DIRECTIVE:
Write out every line of the entries from the line with "target | duck silhouette" through the end of the entries, and shift each coordinate in the answer points by adding 49 to it.

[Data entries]
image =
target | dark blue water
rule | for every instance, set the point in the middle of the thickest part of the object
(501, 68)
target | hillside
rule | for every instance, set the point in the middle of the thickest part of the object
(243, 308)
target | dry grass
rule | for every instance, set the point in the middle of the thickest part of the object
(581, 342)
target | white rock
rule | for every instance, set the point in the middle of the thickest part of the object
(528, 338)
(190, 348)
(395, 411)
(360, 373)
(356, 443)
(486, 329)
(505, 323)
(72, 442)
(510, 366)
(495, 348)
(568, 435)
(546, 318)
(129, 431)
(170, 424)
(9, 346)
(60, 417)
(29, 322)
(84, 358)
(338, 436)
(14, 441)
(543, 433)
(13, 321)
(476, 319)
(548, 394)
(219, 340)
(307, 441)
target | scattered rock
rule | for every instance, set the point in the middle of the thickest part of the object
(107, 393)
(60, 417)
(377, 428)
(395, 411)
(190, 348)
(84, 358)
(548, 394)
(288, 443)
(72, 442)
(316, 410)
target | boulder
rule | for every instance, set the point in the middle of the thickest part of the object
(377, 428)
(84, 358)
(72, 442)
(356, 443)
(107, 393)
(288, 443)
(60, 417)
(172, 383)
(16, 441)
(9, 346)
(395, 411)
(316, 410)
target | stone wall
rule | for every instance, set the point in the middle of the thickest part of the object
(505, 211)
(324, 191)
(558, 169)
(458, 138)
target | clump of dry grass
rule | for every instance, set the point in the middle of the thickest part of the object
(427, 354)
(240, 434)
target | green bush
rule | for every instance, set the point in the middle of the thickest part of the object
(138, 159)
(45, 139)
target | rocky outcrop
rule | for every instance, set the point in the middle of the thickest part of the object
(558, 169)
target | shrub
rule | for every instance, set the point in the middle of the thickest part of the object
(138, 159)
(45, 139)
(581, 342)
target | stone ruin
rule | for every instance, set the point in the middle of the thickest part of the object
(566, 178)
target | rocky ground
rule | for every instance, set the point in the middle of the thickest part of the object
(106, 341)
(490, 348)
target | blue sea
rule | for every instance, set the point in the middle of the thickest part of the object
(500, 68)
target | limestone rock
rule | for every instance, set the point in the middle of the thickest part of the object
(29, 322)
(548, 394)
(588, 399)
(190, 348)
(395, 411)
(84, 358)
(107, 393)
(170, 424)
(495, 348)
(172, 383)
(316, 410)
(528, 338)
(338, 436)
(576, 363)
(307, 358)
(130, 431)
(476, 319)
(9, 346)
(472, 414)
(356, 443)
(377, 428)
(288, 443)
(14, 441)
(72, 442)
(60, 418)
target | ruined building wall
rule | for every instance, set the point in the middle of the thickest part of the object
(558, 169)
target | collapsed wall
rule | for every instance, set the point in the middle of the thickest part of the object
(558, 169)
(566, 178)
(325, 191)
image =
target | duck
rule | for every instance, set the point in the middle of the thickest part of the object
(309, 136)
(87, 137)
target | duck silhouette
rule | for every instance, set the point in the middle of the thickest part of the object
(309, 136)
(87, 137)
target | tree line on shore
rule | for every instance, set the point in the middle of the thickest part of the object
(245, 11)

THE COMPLETED TASK:
target | duck silhouette
rule | for every instance, set the point in the middle of the thickest part of the object
(358, 185)
(136, 186)
target | tree line on shore
rule | for every instance, set the point in the middle of the thickest part of the object
(294, 60)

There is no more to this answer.